DIRECTIONS FOR THIS TASK =>
Transcribe the lines of the records starting with the one that has "Place one keypoint on each instance of the shower curtain" in it and ending with the last, and transcribe nothing else.

━━━━━━━━━━━━━━━━

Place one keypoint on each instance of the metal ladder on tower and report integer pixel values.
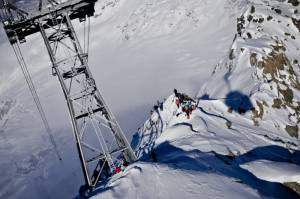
(100, 142)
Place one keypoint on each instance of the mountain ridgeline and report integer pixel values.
(264, 64)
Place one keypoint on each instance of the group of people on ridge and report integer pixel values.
(187, 104)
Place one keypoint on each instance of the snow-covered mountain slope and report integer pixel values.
(243, 134)
(214, 154)
(139, 51)
(263, 65)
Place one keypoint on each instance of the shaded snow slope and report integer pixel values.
(215, 154)
(139, 51)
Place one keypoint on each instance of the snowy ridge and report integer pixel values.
(263, 65)
(243, 134)
(214, 154)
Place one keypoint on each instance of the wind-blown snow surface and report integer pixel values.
(140, 50)
(206, 157)
(244, 133)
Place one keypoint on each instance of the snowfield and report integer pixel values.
(240, 142)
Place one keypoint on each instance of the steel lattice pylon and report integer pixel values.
(101, 144)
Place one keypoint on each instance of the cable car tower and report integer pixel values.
(100, 142)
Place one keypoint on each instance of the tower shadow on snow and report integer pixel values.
(238, 102)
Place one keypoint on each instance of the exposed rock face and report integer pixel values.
(263, 63)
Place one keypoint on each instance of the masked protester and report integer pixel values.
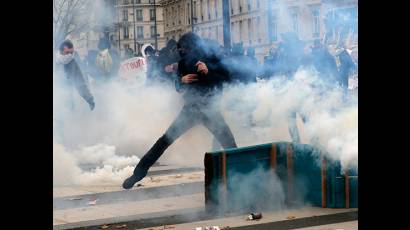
(200, 76)
(167, 62)
(67, 57)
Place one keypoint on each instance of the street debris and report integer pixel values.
(291, 217)
(254, 216)
(155, 180)
(193, 177)
(208, 228)
(93, 202)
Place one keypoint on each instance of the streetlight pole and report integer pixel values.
(192, 16)
(226, 24)
(119, 29)
(133, 13)
(155, 26)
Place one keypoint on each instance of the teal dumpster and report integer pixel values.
(303, 172)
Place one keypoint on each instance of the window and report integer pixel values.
(188, 14)
(202, 10)
(258, 23)
(208, 9)
(139, 15)
(152, 31)
(233, 32)
(316, 23)
(194, 9)
(126, 32)
(140, 32)
(166, 17)
(274, 28)
(216, 9)
(250, 30)
(295, 25)
(152, 14)
(172, 11)
(125, 15)
(240, 30)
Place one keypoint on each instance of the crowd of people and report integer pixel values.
(200, 68)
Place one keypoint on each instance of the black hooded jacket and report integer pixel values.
(207, 85)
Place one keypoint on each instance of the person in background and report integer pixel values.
(73, 73)
(128, 53)
(346, 65)
(107, 60)
(270, 64)
(151, 59)
(167, 62)
(201, 77)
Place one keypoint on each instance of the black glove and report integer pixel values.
(92, 105)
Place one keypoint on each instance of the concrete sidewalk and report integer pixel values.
(172, 197)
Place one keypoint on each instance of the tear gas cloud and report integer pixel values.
(129, 118)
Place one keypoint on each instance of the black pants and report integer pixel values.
(190, 116)
(293, 128)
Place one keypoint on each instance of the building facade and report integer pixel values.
(259, 23)
(136, 23)
(177, 18)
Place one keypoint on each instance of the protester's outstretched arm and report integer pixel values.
(82, 87)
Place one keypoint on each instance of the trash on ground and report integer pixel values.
(254, 216)
(155, 180)
(290, 217)
(93, 202)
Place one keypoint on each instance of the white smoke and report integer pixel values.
(128, 119)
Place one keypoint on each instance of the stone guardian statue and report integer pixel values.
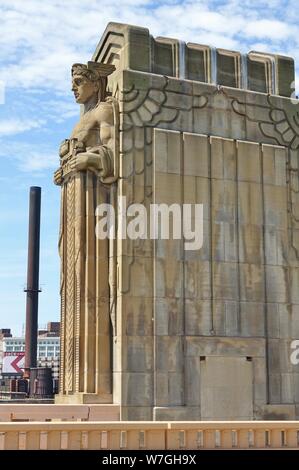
(87, 175)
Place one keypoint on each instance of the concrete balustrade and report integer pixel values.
(149, 435)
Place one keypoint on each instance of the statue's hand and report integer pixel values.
(58, 177)
(85, 160)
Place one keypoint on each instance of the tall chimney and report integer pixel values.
(32, 288)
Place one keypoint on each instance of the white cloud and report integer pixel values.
(16, 126)
(271, 29)
(30, 158)
(40, 40)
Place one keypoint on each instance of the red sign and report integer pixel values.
(13, 363)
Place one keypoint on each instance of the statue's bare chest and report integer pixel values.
(87, 130)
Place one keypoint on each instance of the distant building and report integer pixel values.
(48, 347)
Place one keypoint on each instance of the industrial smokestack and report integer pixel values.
(32, 288)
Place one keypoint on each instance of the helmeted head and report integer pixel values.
(90, 80)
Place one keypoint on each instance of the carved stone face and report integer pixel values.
(83, 88)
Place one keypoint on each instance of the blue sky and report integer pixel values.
(39, 41)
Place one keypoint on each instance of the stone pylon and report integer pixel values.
(204, 334)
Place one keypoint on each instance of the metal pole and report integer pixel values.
(32, 288)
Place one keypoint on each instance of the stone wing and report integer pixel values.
(276, 118)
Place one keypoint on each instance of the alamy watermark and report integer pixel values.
(294, 357)
(161, 221)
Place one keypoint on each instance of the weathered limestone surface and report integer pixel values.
(206, 334)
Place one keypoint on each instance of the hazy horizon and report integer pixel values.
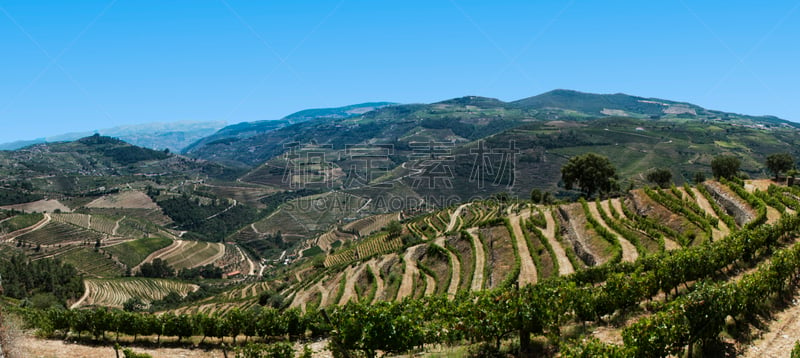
(78, 67)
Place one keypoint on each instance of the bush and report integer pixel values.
(260, 350)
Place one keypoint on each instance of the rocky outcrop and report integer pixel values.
(574, 234)
(742, 212)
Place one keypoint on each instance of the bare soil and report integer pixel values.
(723, 229)
(629, 253)
(564, 265)
(527, 272)
(480, 261)
(455, 267)
(407, 285)
(124, 200)
(40, 206)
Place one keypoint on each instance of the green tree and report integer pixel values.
(394, 228)
(591, 173)
(699, 177)
(725, 166)
(778, 163)
(660, 176)
(134, 304)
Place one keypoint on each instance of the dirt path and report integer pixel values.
(86, 292)
(116, 226)
(480, 261)
(324, 292)
(723, 229)
(407, 285)
(564, 265)
(34, 347)
(250, 262)
(29, 229)
(772, 215)
(669, 245)
(781, 334)
(629, 253)
(353, 273)
(527, 270)
(454, 218)
(380, 287)
(176, 244)
(430, 285)
(211, 259)
(455, 268)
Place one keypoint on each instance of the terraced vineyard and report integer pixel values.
(644, 223)
(667, 267)
(193, 253)
(370, 224)
(132, 253)
(60, 233)
(92, 263)
(114, 292)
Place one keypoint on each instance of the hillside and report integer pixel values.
(174, 136)
(414, 157)
(593, 275)
(247, 130)
(419, 211)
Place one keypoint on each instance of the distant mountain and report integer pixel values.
(458, 120)
(174, 136)
(64, 167)
(620, 104)
(244, 130)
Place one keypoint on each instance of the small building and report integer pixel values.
(232, 274)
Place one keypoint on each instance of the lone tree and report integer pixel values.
(660, 176)
(725, 166)
(590, 172)
(778, 163)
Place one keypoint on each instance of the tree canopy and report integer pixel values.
(660, 176)
(778, 163)
(590, 172)
(725, 166)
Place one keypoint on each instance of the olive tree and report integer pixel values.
(591, 173)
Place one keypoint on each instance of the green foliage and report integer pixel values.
(313, 251)
(725, 166)
(778, 163)
(131, 253)
(156, 269)
(394, 228)
(133, 304)
(13, 195)
(23, 278)
(207, 271)
(796, 350)
(20, 222)
(591, 173)
(660, 176)
(699, 177)
(213, 221)
(130, 353)
(261, 350)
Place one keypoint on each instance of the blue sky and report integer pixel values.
(69, 66)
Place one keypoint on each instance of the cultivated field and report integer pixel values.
(114, 292)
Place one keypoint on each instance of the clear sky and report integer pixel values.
(69, 66)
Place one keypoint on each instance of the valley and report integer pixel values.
(419, 220)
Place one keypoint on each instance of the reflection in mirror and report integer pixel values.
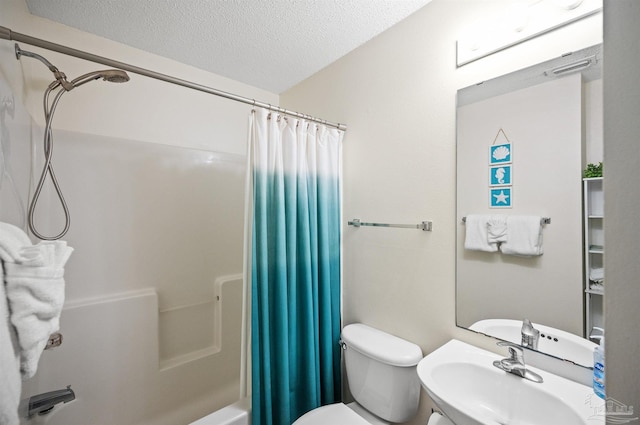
(523, 140)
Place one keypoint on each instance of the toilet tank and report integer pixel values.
(381, 371)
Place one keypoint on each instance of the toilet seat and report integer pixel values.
(336, 414)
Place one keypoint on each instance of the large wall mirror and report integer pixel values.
(548, 119)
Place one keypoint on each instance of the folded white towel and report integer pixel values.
(525, 236)
(596, 274)
(497, 229)
(476, 237)
(34, 285)
(10, 385)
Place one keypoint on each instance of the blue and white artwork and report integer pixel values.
(500, 154)
(500, 197)
(500, 175)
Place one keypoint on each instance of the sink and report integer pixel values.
(464, 384)
(552, 341)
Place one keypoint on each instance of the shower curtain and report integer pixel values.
(295, 267)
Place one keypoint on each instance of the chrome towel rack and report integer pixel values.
(543, 220)
(426, 226)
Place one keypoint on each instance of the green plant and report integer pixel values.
(593, 170)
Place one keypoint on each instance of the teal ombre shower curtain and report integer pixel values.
(295, 271)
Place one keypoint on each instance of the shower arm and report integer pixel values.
(7, 34)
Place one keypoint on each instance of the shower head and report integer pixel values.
(59, 75)
(111, 75)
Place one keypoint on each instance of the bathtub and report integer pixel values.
(238, 413)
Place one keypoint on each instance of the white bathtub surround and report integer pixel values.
(238, 413)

━━━━━━━━━━━━━━━━

FINISHED ANSWER =>
Place one keypoint on each instance of the shower curtain and report integer pixel values.
(295, 267)
Place one keypoint on each instance of the chrome towel rack and report integer pixel values.
(543, 220)
(426, 226)
Place one keypoint on each instance of the green plant and report integer pixel values.
(593, 170)
Place one keypoint on each instance of the teal ombre shower curtain and report integer pixel values.
(295, 271)
Place one keypoint on each instance of the shower arm and report integer pixel values.
(7, 34)
Place one keypoint on each instance of the shower head and report integer pixel values.
(59, 75)
(111, 75)
Place one keypoint on each instance of the bathtub and report integer pixel values.
(238, 413)
Place one keypoint on each instance of the white bathtub surround and report integer pixel values.
(238, 413)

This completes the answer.